§ **WHAT THE TASK ASKS**
Restate the data word for word and leave the images out.

§ **PROVIDED INFORMATION**
*-*-*
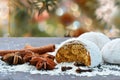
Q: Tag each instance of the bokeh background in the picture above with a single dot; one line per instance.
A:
(70, 18)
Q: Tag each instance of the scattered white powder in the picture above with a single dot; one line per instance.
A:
(105, 69)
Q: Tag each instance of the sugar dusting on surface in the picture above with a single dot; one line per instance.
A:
(104, 69)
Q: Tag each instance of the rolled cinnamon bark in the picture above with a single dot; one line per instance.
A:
(39, 50)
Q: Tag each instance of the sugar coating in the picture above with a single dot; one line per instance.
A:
(111, 51)
(98, 38)
(95, 55)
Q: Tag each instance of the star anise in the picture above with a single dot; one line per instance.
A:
(29, 55)
(13, 58)
(43, 63)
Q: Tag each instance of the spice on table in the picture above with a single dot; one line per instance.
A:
(79, 70)
(64, 68)
(13, 58)
(78, 64)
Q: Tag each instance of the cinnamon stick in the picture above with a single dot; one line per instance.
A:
(39, 50)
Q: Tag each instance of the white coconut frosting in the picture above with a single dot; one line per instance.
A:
(98, 38)
(94, 51)
(111, 51)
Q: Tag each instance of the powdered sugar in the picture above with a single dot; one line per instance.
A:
(105, 69)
*-*-*
§ **CORRECT RESULT**
Q: Tag each instance of the bokeh background in the picture above with a single dot; one line per instance.
A:
(70, 18)
Q: Tag each instance of the scattered white powder in the picture above with a single dot; one line per instance.
A:
(105, 69)
Q: Tag each instance of the sugar dusting on surface in the picture above with a single dot; one line per instance.
A:
(104, 69)
Q: Tag each instance of the rolled cinnamon bark in the picture above with a single dot; one line per instance.
A:
(39, 50)
Q: Tag each instance of the sugar coating in the picture above with a single dot; one line per instance.
A:
(111, 51)
(98, 38)
(95, 55)
Q: Tag each instance of the star anise in the picture above with a single dot; one line per instance.
A:
(29, 55)
(13, 58)
(43, 63)
Q: Tag each instance of the spice on table in the picture above with a single dot; one line per instance.
A:
(79, 70)
(64, 68)
(13, 58)
(78, 64)
Q: Tag each instance of the cinnamon stick in the picture above with a single dot; one line per instance.
A:
(39, 50)
Q: Tag each instance of the white coconut frosting in the picture above with a single dot; one line per instance.
A:
(98, 38)
(94, 51)
(111, 51)
Q: Tag each instance of the powdered sugar in the picture above with a single dot; one line per instance.
A:
(105, 69)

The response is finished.